• DIRECTIVE A:
Decide whether each statement below agrees with the fishing report. Answer yes or no for each, and quote the words from the report that settle it.
(i) Tanner took the bow because the shoreline favored a left-hander's cast.
(ii) When the engine started, the bow of the skiff swung to the south.
(iii) The trout ate the fly as it settled.
• DIRECTIVE B: Repeat word for word the stretch of the fishing report from "The bow of the" through "took the bow.".

• QUOTED PASSAGE:
-- -- --
# Sunday from every direction



## orlgheenoer (Dec 10, 2006)

Not often enough I get the opportunity to spend the day on the water with Tanner. I always enjoy my time on thte water with Tanner for many reasons, but most of all it is his desire to just be out there, regardles of the outcome. His skills are always sharp and he is selfless on hte poling platform.

After arriving promptly at the appointed time, he and I loaded up in the golf cart with fly tackle and made the short drive to load up Old # 33 at the dock. As soon as we stepped out next to the ICW we could feel the west wind spilling over hte trees that had moments ago provided enough of a break to make us think we were going to be treated to calm conditions.

The bow of the skiff swung to the south as the engine came alive and we were off towards our first destination in the middle of Mosquito Lagoon.

We braved the open water of Tiger Basin hoping to shorten our commute. As George's Bar faded behind us the quartering swell rose. Soon we were bobbing and weaving our way through the chop without a care or concern.

The ride smoothed somewhat as we entered The Gut and plowed along the marked running lane. We waved a hearty good morning to Capt. Tripp as we swung around Bird Island still intent on reaching our final destination.

As we finally began ducking to the lee side of some land we found much more hospitable conditions. I eased the throttle back and settled into a small cove. The shoreline favored a right hander's cast, so Tanner took the bow.

In a few hundred yards we saw the first signs of life as a bronze back emerged tight to the shore beneath a scrub sized mangrove. Despite a handful of perfect casts the fish meandered away without mistaking Tanner's fly for prey. For the next little while we watched tails pop up and fish push away just out of range.

We staked out for a bit and took in the quiet stillness that was only interupted by a buffeting wind from the west. We took advantage of the break by opting for a fly change to see if hte reds would show interest in something else from hte menu.

As we began to silently move north again we were quickly met with another opportunity as a five fish school slid along a bank appearing to be on the hunt. Agian several well presented shots were ignored.

Tanner offered to give me a chance up front so we switched positions as we drifted across deeper water. I hopped up on the casting platform and stripped line into the cockpit to prepare for a shot. As I turned my attention to several pot holes ahead and to the right I saw the dark silohette of a trout lurking along the edge of a small sandy patch. I dropped my fly out in front of her and as it settled she swam out and ate it. I gave my line a quick strip to set the hook and I immediately felt her weight. After a short fight she was boated.

I spent a little while longer up front in search of a redfish to add to my dady's tally. I had shots, but as had been Tanner's fate, refusals were the name of the game.

As we poled through a back bay we came upon some structure that looked out of place. As we poled towards it the shapes began to become more clear, airplane parts. The old twisted hunks of aluminum brought about questions of how long ago had some fateful day taken a turn for the worse for an aviator as he crossed over the waters we were fishing.
-- -- --
• MATERIAL SUPPLIED:
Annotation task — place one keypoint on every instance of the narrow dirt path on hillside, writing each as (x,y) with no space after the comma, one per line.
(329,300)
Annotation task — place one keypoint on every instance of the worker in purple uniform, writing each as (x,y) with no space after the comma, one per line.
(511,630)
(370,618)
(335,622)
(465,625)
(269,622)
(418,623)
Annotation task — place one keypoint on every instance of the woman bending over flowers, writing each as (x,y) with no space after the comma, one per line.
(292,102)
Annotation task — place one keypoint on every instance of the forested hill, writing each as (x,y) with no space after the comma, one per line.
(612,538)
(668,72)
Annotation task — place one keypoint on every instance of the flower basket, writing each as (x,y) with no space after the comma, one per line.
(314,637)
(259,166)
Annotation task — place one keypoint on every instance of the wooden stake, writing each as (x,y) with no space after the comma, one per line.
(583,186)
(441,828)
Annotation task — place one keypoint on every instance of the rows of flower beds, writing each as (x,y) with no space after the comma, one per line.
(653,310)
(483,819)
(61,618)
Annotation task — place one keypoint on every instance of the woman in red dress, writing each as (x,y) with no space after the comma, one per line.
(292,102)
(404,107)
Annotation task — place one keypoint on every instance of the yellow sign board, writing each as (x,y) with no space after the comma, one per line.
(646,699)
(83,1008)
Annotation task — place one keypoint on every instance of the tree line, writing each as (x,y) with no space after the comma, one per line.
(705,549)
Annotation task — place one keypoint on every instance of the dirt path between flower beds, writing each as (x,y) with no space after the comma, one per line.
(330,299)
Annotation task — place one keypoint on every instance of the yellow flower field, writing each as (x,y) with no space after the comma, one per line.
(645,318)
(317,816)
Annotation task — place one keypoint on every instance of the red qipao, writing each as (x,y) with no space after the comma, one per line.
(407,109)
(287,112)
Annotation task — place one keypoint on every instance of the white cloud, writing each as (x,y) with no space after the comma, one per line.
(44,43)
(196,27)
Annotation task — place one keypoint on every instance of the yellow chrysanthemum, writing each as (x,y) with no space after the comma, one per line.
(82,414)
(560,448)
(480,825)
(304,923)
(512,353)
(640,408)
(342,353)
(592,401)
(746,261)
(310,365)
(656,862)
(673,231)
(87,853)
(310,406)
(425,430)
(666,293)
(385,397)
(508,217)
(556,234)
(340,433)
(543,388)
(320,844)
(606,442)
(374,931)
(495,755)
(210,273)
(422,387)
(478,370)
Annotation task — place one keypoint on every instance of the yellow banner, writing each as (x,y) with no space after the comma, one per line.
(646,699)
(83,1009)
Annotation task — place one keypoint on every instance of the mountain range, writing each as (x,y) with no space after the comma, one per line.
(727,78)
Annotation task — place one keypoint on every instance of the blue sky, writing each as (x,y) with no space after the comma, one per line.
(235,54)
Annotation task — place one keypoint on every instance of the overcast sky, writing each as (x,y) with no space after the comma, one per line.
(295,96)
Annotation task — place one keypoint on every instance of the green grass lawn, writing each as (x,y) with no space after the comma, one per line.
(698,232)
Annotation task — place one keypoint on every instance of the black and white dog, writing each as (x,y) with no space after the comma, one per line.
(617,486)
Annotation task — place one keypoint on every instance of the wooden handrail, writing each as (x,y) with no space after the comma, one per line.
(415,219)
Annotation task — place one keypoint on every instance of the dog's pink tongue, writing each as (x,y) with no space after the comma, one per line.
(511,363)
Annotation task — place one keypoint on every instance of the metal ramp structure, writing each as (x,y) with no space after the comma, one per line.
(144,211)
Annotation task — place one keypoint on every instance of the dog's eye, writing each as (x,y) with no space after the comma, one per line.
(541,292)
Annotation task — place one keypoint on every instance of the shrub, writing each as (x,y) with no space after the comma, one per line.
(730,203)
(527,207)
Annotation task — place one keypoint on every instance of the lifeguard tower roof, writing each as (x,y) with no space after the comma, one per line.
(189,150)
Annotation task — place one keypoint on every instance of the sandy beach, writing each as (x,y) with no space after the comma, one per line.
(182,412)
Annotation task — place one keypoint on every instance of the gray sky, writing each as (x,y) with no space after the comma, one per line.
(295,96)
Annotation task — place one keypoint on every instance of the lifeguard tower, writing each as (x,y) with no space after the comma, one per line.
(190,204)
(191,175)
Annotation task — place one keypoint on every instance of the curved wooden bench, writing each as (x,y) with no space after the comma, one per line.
-- -- --
• SOLUTION A:
(i) No: "The shoreline favored a right hander's cast, so Tanner took the bow."
(ii) Yes: "The bow of the skiff swung to the south as the engine came alive"
(iii) Yes: "as it settled she swam out and ate it"

• SOLUTION B:
The bow of the skiff swung to the south as the engine came alive and we were off towards our first destination in the middle of Mosquito Lagoon.

We braved the open water of Tiger Basin hoping to shorten our commute. As George's Bar faded behind us the quartering swell rose. Soon we were bobbing and weaving our way through the chop without a care or concern.

The ride smoothed somewhat as we entered The Gut and plowed along the marked running lane. We waved a hearty good morning to Capt. Tripp as we swung around Bird Island still intent on reaching our final destination.

As we finally began ducking to the lee side of some land we found much more hospitable conditions. I eased the throttle back and settled into a small cove. The shoreline favored a right hander's cast, so Tanner took the bow.